**Фрагмент документа:**
+ + + + + + +
4. Нам необходимо больше знать об источниках тем. Для меня совершенно ясно, что хорошим исходным пунктом в этом деле был бы подход, акцентирующий взаимосвязи между когнитивной психологией и индивидуальной научной деятельностью. Как я уже отмечал, большинство составляющих частей тематического воображения ученого, быть может даже все оно целиком, оформляется еще до того, как он превращается в профессионала, а некоторые из особенно прочно удерживающихся тем заметны даже в детстве. Все это, конечно, стоит дальнейших исследований.
5. Тематическая ориентация ученого, раз сформировавшись, обычно оказывается на удивление долгоживущей, но и она может изменяться. <...> Более того, принятие определенной темы, скажем, атомизма, в одной области физики не предотвращает подчас принятия противоположной темы этим же ученым, когда он обращается к другой области <...> (С. 40-41)
6. Хотя первичными носителями тем являются, как правило, отдельные ученые, по сами темы с небольшими вариациями принимаются и целыми научными сообществами. «Карьера» таких тем может быть неплохо понята в терминах жизненного цикла; иначе говоря, сначала темы могут испытывать подъем и широко приниматься, затем это принятие может сужаться и в конце концов сходить на нет. Объяснительные способы, подобные соответствию между макрокосмом и микрокосмом, неотъемлемым принципам, телеологическим стимулам, действию на расстоянии, космической среде, организмической интерпретации, скрытым механизмам, абсолютности пространства, времени и одновременности, в свое время господствовали в физике. Мы и сейчас нуждаемся в детальном изучении механизмов таких подъемов и упадков.
+ + + + + + +
**Задача 1:** Найдите в листинге все строки со словом «query» и перепишите их, учитывая регистр.
Фрагмент и листинг между собой никак не связаны.

**Данные для обработки:**
+ + + + + + +
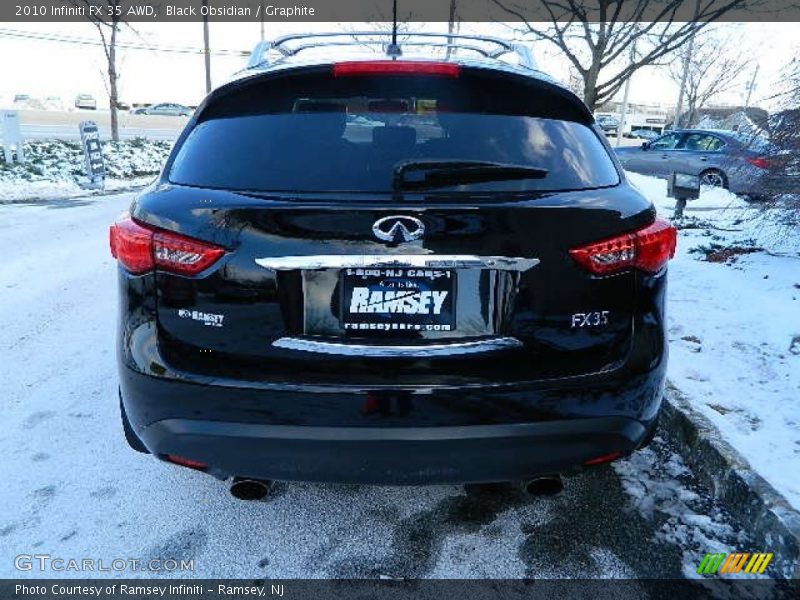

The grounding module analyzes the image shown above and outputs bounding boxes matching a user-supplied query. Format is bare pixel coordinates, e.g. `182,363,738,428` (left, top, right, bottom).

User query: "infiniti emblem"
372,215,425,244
+ + + + + + +
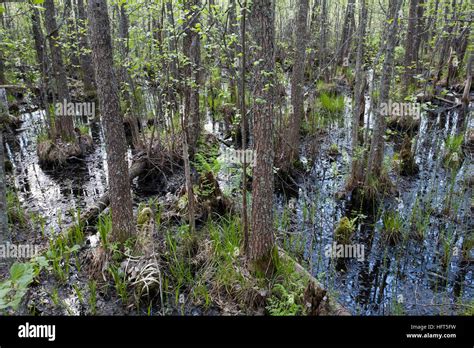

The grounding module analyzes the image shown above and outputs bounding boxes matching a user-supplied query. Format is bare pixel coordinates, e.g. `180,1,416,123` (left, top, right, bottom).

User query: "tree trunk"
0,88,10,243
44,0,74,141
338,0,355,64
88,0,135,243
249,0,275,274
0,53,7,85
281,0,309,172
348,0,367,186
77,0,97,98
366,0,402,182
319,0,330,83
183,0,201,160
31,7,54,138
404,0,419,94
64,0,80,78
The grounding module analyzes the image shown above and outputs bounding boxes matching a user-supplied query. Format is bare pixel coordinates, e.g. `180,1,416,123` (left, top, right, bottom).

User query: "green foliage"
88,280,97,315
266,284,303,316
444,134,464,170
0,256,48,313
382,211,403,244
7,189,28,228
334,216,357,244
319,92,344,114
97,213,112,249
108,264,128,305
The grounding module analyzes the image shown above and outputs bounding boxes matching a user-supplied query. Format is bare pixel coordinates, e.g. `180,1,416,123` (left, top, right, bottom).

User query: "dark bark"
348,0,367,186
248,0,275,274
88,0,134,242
+ + + + + + +
**Задача 2:** Выведите без изменений отрывок фрагмента о темах в науке от слов «4. Нам необходимо» до слов «<...> (С. 40-41)».

**Решение 1:**
The grounding module analyzes the image shown above and outputs bounding boxes matching a user-supplied query. Format is bare pixel coordinates, e.g. `182,363,738,428` (left, top, right, bottom).
User query: "infiniti emblem"
The grounding module analyzes the image shown above and outputs bounding boxes matching a user-supplied query. Format is bare pixel coordinates, e.g. `180,1,416,123` (left, top, right, bottom).
User query: "tree trunk"
The grounding module analyzes the image shown above and outputs bounding boxes matching a user-supplied query. Format is bare pixel coordinates, e.g. `180,1,416,123` (left, top, right, bottom).
User query: "green foliage"
The grounding module analyzes the image shown above and outputs bounding boxes matching a user-supplied query. Format is bare pixel coordinates, e.g. `180,1,416,123` (left, top, right, bottom).
User query: "dark bark"

**Решение 2:**
4. Нам необходимо больше знать об источниках тем. Для меня совершенно ясно, что хорошим исходным пунктом в этом деле был бы подход, акцентирующий взаимосвязи между когнитивной психологией и индивидуальной научной деятельностью. Как я уже отмечал, большинство составляющих частей тематического воображения ученого, быть может даже все оно целиком, оформляется еще до того, как он превращается в профессионала, а некоторые из особенно прочно удерживающихся тем заметны даже в детстве. Все это, конечно, стоит дальнейших исследований.
5. Тематическая ориентация ученого, раз сформировавшись, обычно оказывается на удивление долгоживущей, но и она может изменяться. <...> Более того, принятие определенной темы, скажем, атомизма, в одной области физики не предотвращает подчас принятия противоположной темы этим же ученым, когда он обращается к другой области <...> (С. 40-41)